SET TASK — Locate every line in the entries below that contains the word "monument", and copy each of those lines in full. Matching is case-sensitive.
==*==
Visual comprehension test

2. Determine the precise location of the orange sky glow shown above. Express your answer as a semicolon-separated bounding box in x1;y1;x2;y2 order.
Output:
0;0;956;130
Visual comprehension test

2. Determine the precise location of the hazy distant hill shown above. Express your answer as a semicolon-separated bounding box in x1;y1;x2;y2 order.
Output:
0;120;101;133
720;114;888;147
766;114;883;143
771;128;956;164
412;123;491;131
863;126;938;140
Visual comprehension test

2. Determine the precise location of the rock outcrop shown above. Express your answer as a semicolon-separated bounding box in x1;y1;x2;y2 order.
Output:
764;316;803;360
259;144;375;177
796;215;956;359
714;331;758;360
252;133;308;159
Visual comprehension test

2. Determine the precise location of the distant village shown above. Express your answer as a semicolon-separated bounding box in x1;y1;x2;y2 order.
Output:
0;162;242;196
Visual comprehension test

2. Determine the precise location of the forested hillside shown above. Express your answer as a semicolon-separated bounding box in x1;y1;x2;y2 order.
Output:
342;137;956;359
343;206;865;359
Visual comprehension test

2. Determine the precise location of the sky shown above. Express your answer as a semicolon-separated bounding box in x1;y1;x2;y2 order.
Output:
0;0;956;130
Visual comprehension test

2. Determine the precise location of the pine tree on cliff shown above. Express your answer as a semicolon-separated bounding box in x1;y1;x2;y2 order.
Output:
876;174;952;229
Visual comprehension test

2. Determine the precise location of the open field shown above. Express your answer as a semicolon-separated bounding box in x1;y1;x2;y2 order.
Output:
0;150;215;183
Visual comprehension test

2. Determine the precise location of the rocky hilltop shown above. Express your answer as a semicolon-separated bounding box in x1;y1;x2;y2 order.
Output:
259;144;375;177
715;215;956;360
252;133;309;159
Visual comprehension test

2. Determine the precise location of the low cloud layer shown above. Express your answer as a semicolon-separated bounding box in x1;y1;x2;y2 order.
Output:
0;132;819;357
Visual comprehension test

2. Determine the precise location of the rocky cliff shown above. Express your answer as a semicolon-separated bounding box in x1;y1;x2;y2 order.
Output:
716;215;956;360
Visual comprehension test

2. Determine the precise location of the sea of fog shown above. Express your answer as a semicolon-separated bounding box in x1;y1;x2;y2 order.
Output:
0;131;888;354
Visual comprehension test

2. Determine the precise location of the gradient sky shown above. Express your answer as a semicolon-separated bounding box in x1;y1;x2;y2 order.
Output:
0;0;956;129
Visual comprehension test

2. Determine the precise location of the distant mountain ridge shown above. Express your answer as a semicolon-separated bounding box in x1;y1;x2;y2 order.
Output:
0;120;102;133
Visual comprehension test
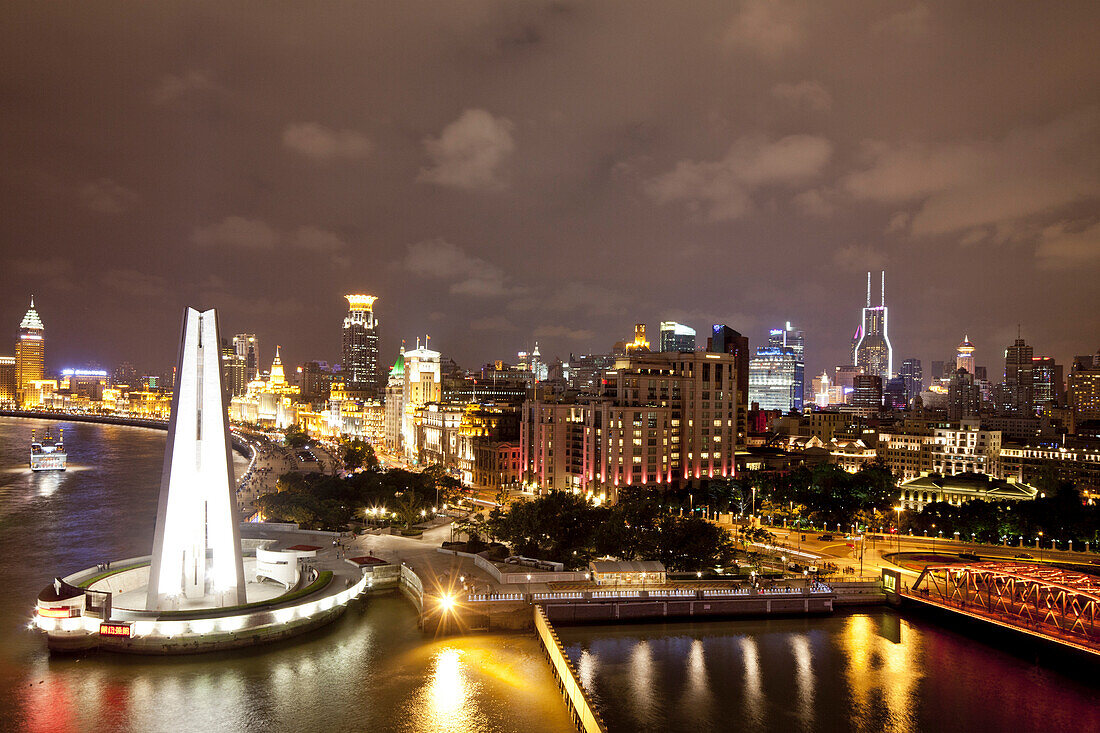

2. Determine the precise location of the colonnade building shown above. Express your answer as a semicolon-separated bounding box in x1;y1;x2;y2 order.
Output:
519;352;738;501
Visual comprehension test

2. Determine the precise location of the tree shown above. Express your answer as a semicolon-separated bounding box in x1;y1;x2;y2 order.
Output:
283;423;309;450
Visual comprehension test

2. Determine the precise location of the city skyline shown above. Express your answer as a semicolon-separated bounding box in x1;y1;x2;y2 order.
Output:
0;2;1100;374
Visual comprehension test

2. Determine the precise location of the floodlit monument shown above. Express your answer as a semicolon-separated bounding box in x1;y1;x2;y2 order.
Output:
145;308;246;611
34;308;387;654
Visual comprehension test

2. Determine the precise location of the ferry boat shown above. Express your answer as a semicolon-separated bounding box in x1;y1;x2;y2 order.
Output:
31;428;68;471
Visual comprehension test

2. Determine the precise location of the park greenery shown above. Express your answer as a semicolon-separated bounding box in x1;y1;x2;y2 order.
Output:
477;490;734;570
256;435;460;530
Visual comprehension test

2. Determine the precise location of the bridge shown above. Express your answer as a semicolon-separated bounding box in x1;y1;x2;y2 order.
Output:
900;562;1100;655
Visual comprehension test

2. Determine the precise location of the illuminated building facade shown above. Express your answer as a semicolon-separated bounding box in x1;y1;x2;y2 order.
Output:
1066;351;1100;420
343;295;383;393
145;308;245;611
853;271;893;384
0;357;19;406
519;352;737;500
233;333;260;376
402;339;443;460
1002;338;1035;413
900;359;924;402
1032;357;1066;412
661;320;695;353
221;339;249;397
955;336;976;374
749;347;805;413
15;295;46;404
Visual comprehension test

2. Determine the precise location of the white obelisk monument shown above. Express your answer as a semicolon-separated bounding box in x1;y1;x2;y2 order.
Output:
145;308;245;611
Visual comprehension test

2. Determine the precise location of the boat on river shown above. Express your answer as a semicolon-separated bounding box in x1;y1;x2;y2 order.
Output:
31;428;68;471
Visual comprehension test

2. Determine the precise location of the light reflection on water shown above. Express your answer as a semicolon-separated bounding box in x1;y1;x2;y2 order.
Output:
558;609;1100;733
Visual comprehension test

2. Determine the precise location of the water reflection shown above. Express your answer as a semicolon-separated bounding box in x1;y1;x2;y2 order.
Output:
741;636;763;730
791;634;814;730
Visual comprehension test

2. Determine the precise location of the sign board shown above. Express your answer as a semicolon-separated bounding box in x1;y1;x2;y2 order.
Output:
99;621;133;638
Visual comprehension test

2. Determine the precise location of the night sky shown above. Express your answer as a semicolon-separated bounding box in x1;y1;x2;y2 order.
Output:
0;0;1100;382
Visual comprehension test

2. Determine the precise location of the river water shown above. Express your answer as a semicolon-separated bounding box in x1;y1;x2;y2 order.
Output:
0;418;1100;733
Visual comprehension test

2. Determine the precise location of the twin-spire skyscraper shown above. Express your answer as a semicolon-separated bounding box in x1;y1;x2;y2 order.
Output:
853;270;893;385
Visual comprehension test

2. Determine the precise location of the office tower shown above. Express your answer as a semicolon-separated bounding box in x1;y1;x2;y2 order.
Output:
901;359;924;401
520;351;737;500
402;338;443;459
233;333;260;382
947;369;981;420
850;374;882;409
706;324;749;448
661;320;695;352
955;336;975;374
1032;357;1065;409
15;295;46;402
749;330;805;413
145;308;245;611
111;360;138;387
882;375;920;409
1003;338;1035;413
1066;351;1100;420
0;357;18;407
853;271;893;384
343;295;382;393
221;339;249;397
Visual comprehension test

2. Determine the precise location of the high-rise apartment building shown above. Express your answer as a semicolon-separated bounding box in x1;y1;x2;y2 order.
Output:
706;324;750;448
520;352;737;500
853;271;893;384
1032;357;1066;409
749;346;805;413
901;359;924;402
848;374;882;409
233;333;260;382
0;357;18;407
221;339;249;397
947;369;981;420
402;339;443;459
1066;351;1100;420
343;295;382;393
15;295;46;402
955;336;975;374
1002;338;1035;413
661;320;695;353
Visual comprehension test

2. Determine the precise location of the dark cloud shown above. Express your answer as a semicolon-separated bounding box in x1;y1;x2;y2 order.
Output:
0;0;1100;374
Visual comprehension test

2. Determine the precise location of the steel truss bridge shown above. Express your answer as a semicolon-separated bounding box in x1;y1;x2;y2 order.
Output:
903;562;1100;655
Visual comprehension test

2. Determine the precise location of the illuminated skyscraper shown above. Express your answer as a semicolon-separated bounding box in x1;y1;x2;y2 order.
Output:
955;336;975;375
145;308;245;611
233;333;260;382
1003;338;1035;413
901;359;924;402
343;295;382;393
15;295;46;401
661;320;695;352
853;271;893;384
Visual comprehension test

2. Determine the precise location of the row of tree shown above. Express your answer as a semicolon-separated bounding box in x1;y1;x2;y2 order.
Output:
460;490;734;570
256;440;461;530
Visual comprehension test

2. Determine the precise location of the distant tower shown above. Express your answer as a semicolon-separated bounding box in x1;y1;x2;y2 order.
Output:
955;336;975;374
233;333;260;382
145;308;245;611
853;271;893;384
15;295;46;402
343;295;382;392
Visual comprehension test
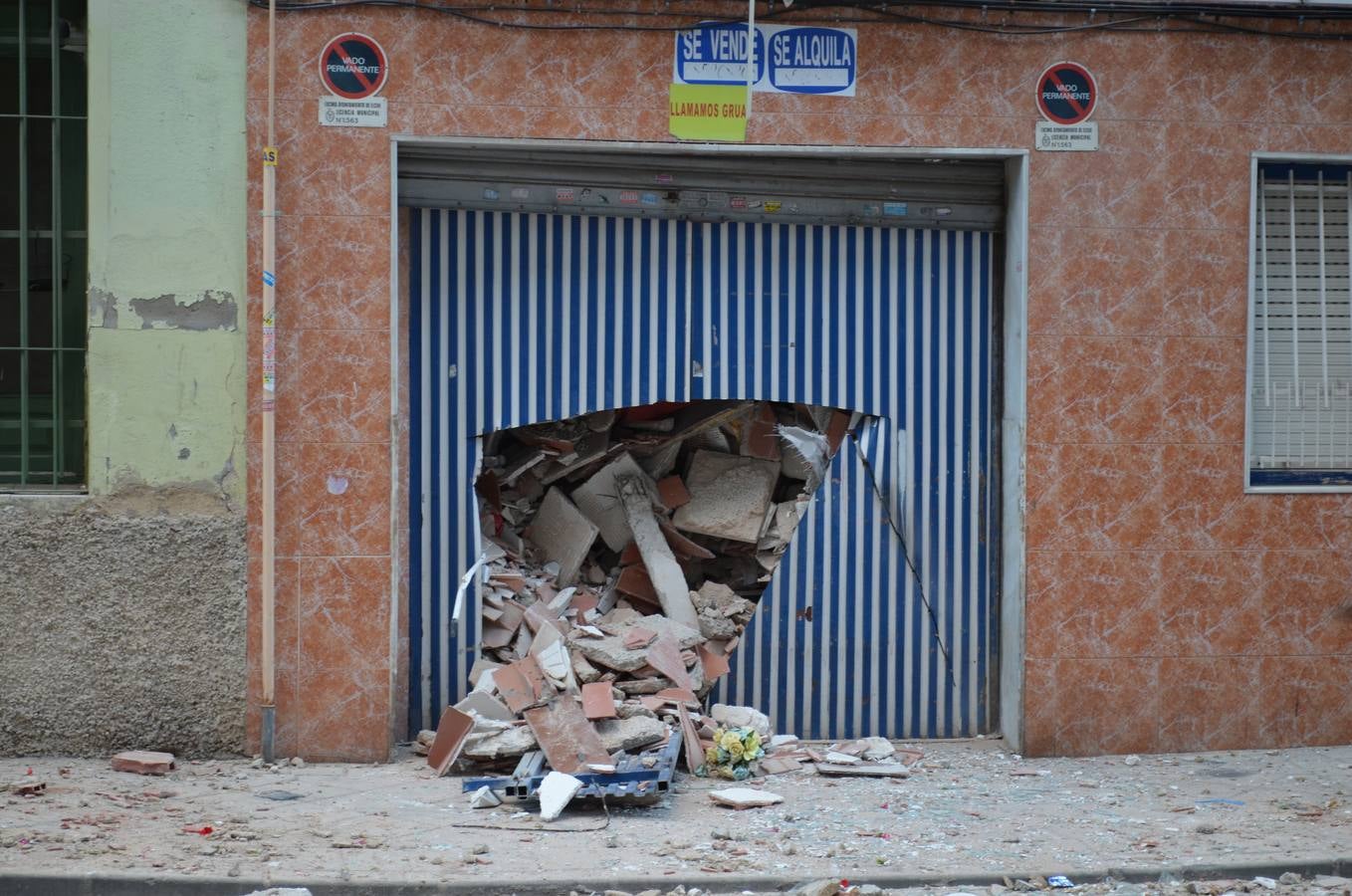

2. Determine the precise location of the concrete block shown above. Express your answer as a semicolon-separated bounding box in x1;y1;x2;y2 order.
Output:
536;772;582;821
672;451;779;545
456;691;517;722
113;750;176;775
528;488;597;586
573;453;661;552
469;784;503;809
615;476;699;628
==*==
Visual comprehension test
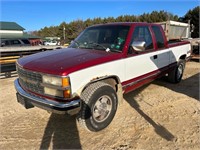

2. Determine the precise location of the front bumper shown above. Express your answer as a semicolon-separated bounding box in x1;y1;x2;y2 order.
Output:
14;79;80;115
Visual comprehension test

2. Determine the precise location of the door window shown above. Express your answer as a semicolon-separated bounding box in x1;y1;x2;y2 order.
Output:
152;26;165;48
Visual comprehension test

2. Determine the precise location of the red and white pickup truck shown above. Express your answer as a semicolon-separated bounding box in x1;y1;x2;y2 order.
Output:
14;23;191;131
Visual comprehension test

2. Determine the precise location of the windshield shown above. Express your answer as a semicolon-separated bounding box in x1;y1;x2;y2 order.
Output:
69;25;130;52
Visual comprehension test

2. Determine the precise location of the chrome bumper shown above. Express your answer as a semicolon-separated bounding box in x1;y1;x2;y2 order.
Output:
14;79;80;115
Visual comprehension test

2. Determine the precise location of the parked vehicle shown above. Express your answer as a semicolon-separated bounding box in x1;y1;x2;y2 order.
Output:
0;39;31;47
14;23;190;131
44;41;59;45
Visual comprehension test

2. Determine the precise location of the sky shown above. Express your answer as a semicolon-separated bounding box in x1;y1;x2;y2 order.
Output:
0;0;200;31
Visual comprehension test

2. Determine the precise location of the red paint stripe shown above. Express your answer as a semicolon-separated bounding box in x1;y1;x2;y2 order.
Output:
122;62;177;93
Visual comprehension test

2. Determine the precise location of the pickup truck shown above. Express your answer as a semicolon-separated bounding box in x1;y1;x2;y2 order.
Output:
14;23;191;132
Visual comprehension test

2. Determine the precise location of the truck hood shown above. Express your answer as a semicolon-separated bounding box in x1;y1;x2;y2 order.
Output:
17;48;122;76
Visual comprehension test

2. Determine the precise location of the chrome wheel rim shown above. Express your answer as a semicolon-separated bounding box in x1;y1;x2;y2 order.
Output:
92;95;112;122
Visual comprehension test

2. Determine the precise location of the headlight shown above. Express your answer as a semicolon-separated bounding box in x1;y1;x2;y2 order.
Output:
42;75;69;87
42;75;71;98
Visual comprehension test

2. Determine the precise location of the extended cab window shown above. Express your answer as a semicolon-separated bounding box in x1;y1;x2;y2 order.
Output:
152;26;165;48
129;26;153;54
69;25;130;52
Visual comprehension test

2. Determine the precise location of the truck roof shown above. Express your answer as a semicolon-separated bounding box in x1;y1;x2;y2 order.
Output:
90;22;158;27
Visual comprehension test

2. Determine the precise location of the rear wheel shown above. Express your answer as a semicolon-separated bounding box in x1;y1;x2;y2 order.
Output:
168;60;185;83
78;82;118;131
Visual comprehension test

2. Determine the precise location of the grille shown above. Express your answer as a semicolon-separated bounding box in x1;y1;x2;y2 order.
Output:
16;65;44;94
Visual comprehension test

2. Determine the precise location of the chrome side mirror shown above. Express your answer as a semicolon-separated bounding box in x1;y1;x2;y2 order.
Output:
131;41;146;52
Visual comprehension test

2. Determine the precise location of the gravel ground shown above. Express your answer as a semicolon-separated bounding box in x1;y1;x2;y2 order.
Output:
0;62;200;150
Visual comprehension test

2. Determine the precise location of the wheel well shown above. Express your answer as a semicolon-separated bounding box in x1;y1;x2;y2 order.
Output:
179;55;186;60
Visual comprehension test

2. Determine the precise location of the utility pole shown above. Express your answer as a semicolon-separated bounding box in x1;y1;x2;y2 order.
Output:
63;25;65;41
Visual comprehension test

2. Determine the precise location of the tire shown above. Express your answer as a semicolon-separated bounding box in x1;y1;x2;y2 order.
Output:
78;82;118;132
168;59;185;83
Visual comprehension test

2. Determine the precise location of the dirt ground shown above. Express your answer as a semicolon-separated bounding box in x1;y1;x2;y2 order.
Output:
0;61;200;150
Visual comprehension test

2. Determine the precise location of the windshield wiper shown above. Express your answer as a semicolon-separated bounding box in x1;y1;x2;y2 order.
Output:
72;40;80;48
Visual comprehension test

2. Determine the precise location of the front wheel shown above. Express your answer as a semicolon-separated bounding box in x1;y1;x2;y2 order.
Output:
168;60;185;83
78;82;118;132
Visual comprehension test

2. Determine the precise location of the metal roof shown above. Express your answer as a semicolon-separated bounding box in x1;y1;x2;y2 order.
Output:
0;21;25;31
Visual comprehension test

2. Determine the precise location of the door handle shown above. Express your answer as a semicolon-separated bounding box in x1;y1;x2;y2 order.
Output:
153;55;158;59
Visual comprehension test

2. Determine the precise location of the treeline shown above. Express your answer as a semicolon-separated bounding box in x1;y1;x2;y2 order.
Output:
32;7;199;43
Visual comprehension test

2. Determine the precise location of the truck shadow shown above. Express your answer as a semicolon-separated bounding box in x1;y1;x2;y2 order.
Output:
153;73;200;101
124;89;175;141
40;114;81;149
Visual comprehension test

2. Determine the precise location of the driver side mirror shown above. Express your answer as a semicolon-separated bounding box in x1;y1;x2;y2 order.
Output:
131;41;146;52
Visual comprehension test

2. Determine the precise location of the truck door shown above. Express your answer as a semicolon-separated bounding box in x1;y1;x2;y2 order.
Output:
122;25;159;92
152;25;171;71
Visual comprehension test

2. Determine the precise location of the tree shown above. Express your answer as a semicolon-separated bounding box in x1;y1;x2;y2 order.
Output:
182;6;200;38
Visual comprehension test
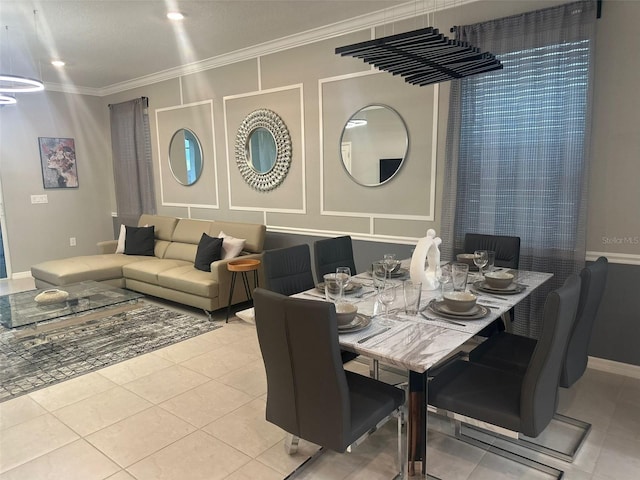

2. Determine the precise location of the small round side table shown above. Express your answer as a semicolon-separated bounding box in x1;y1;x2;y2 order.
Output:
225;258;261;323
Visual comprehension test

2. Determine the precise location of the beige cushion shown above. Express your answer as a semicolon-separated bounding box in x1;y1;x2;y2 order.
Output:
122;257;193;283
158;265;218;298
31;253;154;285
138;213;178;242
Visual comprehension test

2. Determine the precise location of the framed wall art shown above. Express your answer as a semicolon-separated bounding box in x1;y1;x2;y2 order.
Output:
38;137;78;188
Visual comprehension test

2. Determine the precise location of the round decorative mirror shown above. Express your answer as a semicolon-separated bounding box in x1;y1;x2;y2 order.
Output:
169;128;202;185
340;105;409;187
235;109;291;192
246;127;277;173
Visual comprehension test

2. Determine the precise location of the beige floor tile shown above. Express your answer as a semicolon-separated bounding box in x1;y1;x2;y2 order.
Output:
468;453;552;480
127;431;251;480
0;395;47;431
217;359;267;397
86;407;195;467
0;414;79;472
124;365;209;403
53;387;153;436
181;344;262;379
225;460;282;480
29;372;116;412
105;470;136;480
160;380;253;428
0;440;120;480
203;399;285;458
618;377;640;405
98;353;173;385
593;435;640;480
==*==
ANSWER TO THE EXERCISE —
2. Determine the precise location of the floodlit monument shown above. Express your answer as a semicolon-separated bounding box in x1;y1;x2;y2 order.
2. Determine the precise location of the white obelisk monument shown above. Express your answer as a semicolon-separated bounding box in x1;y1;x2;y2 order.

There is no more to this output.